## ZU BEARBEITENDE AUFGABE
Übertragen Sie sämtliche nachstehenden Datensätze Zeile für Zeile ohne jede Änderung.

## GEGEBENE DATENSÄTZE
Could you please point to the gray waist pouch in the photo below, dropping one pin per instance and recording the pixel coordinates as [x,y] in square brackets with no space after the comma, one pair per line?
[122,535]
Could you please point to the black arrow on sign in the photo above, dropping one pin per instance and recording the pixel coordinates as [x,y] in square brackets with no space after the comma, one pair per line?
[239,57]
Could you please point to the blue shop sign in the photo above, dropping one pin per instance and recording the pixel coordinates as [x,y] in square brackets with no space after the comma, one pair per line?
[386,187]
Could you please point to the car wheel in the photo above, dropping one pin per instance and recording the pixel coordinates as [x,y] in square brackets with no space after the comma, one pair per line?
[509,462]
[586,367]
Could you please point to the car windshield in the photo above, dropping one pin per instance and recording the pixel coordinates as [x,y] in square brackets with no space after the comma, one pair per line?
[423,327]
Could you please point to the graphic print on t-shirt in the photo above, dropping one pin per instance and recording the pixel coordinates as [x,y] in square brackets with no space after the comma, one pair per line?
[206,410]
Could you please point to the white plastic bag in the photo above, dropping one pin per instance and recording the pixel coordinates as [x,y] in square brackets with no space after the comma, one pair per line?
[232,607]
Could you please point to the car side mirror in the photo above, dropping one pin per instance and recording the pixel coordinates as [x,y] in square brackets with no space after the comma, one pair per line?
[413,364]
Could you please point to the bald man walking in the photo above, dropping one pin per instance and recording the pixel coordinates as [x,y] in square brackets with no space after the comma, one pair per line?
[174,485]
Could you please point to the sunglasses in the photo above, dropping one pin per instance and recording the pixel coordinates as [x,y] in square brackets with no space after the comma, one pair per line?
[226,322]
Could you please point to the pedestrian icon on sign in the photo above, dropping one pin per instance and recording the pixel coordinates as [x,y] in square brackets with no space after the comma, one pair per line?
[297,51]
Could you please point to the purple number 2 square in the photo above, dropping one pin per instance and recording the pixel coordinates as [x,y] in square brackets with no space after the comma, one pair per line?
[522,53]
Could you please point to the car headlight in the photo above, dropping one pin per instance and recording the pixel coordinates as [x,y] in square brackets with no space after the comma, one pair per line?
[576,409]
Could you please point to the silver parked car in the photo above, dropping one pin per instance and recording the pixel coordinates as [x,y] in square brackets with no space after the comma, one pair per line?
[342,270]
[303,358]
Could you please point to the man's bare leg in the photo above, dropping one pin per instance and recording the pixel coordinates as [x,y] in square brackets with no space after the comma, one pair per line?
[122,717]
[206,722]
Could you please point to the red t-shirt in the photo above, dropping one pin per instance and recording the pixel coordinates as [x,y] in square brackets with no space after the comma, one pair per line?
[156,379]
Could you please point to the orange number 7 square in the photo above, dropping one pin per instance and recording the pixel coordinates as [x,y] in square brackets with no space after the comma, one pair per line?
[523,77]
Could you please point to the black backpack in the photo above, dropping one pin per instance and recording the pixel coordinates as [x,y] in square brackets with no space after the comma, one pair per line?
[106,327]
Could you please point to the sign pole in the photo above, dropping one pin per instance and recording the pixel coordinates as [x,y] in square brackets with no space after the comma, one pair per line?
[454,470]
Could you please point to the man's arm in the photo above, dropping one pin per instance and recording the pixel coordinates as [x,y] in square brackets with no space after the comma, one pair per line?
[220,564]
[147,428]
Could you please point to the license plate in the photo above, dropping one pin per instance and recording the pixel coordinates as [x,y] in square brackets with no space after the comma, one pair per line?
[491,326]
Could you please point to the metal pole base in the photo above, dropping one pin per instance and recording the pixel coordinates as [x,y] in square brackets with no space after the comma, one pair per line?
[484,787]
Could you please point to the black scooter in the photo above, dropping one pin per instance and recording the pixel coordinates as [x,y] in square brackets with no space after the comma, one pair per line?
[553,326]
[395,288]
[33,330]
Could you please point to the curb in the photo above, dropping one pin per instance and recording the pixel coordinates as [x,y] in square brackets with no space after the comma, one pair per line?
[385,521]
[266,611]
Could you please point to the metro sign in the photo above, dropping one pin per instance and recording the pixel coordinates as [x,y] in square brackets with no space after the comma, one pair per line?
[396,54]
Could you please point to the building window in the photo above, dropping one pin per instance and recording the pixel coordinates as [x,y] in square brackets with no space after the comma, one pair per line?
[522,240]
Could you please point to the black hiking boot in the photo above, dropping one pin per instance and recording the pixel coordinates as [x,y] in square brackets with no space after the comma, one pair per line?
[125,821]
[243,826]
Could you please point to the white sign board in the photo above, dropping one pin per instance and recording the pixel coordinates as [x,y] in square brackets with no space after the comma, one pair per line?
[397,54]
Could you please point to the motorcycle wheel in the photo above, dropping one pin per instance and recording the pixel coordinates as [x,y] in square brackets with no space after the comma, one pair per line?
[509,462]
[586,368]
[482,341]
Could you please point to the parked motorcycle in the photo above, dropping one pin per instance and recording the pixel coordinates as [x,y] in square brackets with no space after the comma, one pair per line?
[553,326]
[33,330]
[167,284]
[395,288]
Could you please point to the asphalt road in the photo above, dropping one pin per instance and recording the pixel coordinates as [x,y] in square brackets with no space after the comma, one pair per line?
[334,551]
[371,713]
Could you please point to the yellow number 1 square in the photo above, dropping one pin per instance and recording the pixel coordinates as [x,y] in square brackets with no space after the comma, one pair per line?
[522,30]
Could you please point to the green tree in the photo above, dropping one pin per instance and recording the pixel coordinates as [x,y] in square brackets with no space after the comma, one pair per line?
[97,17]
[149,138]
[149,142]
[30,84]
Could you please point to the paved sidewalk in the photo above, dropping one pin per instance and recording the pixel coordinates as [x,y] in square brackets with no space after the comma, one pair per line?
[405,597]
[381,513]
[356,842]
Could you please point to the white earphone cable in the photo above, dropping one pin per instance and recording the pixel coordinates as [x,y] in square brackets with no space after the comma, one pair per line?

## LÖSUNG
Could you please point to the gray waist pouch in the photo below, dropping one pin per instance and recording the pixel coordinates as [x,y] in square brackets with no space after the comma, one pair per line?
[122,535]
Could you please point to the black arrow on sign in the photo above, dropping one pin per instance and recording the pixel coordinates as [x,y] in square brackets with no space after the comma, one pair per line?
[239,57]
Could you please point to the blue shop sign in the photo above, dropping one pin per instance and recording the pixel coordinates as [x,y] in square brackets with no space after the comma, one pair per line?
[386,187]
Could you please point to the car wheel in the photo above, dropping one pin per instance and recording the pixel coordinates as [x,y] in square brackets with no space after the comma, one pair per line?
[509,462]
[586,367]
Could you please point to the car windshield in the photo above, dropping one pin per instance and recording the pixel coordinates as [x,y] in square brackets with no space after the comma, one pair per line?
[423,327]
Could you please point to the graphic print on t-shirt in the photo above, dropping one pin per instance and recording the pixel coordinates as [x,y] in square brackets with no space after the comma, one pair per line?
[206,410]
Could you please point to the white plastic bag in the photo above, dropping one pin per instance and recording the pixel coordinates as [x,y] in square brackets with no space after the comma, one pair per line?
[232,607]
Could you please point to the car side mirror in the photo above, dropping one pin per instance and recording the pixel coordinates as [x,y] in square brackets with no space after the comma, one pair per line?
[413,364]
Could you please point to the bald man walking in the photo above, dropping one pin per instance and recording the pixel coordinates as [x,y] in square brackets with no space after the comma, one pair per line?
[174,485]
Could you please point to the sunglasses in the photo above, dropping one pin per instance and recording the pixel coordinates as [x,y] in square brackets with no space after the comma, one pair per line?
[226,322]
Could you please point to the pedestrian icon on sign in the photo above, dropping one pin per instance and recording the pixel coordinates as [x,y] in square brackets with no space after the comma, one pair per line?
[297,51]
Could you please point to the purple number 2 square in the photo above, dropping one pin per instance and recording the pixel coordinates as [x,y] in square brackets with no space after the comma, one pair per line?
[522,53]
Could you please point to the car headlight in the photo above, dropping one pin per instance and recording the pixel coordinates as [x,y] in square brackets with no space after the comma, one pair per line?
[576,409]
Could you please point to the silver parked car in the photo above, dropping one pin per instance and recording the pixel coordinates as [x,y] in square brackets with no space after the comma, one pair per line?
[342,270]
[303,358]
Could you please point to the man's bare leg in the photo above, dropping one pin per instance and recording the pixel coordinates as [x,y] in square brackets with no space after the comma, one pair per line?
[122,717]
[206,722]
Could you please point to the red t-shirt in the photo above, dropping one pin per instance and recording the pixel coordinates as [x,y] in square brackets with no space after the comma, one pair per line?
[156,379]
Could you please point to the orange number 7 square in the photo above, dropping one pin per instance and recording the pixel coordinates as [x,y] in square brackets with no space after the comma, one pair per line?
[523,77]
Could you please point to the black backpack in the photo above, dropping one pin per instance and recording the pixel coordinates as [x,y] in square brackets with no space after the comma, one pair per line?
[106,327]
Could you please point to the sign pole in the photo above, dropping one pin per instance and recording the pixel coordinates as [x,y] in square brackets with no space after the comma, one pair per line?
[454,470]
Could you please point to the man's arm in the photo above, dropping one pin per instance and recording the pixel coordinates as [x,y] in square brackets with no space after the comma, one pair per line?
[220,564]
[147,428]
Could you please point to the license plate in the photo above, dropping one pin per instance and recording the pixel coordinates as [x,y] in square brackets with no space after the comma, one pair per line?
[491,326]
Could you please point to the metal pole base in the photo above, dropping one pin per instance and recording the pixel coordinates as [x,y] in square brackets with no space after the comma, one pair per line?
[484,787]
Could you please point to the black scooter in the photo above, dropping one pin per instance and recording the pixel coordinates as [x,y] in square brackets with no space after the comma, one pair per line?
[553,326]
[395,288]
[33,330]
Could you please point to the curb in the photo above, dropping one pin per instance and recording the pixel coordinates as [x,y] in square brackets with no space after the comma, one pair per line?
[385,521]
[266,611]
Could you please point to the metro sign in the photo above, dropping one pin per instance and recording the pixel coordinates as [x,y] in square brackets with no space after the comma, one pair per line?
[396,54]
Could you please point to the building window in the photo above, dropping one pin per instance and recording the pixel coordinates as [x,y] in square brackets with no space after the comma, one pair per line?
[522,240]
Could you please point to the black hiking boot in the photo above, dropping one pin per instance and recording the pixel coordinates as [x,y] in square brackets with no space after the comma, one pair per line?
[125,821]
[243,826]
Could you please point to the white sign board in the photo above, dropping one pin per instance and recording the pixel coordinates as [x,y] in square brackets with no space after the comma, one pair per line?
[397,54]
Could you please point to the motorcycle wheel in the photo above, dropping one pin per instance and recording the pixel coordinates as [x,y] in square brackets with no space after the comma, one pair per line?
[509,462]
[586,368]
[482,341]
Could you please point to the parked motorcycle in the photo above, dropping one pin per instance and recording the pixel coordinates as [x,y] in square brackets with no space after the comma, one pair per line?
[553,326]
[33,330]
[167,284]
[395,288]
Could you please point to the asphalt road in the photo above, dropping one pin per instance and recording the pixel coordinates as [x,y] in square brackets with no space after the comma, one pair per line?
[334,551]
[371,713]
Could you please point to the yellow number 1 square in the photo above, dropping one pin per instance and recording the pixel coordinates as [x,y] in square brackets with no space after the comma, one pair per line?
[522,30]
Could you please point to the green tree in the photo above, dropping one pin per instance and recording the pixel coordinates as [x,y] in square brackets with no space after the comma, one pair per line?
[97,17]
[149,138]
[149,142]
[30,84]
Could you please point to the paved sidewalk in the photo above, dropping one pin per instance and recording the pixel coordinates as [x,y] in square brackets with no space after the comma, one pair per line?
[405,597]
[381,513]
[356,842]
Could you please point to the white earphone cable in the photo above, dropping one pin per instance and recording the pixel coordinates as [x,y] in square brackets with no space after the comma, one pair per line?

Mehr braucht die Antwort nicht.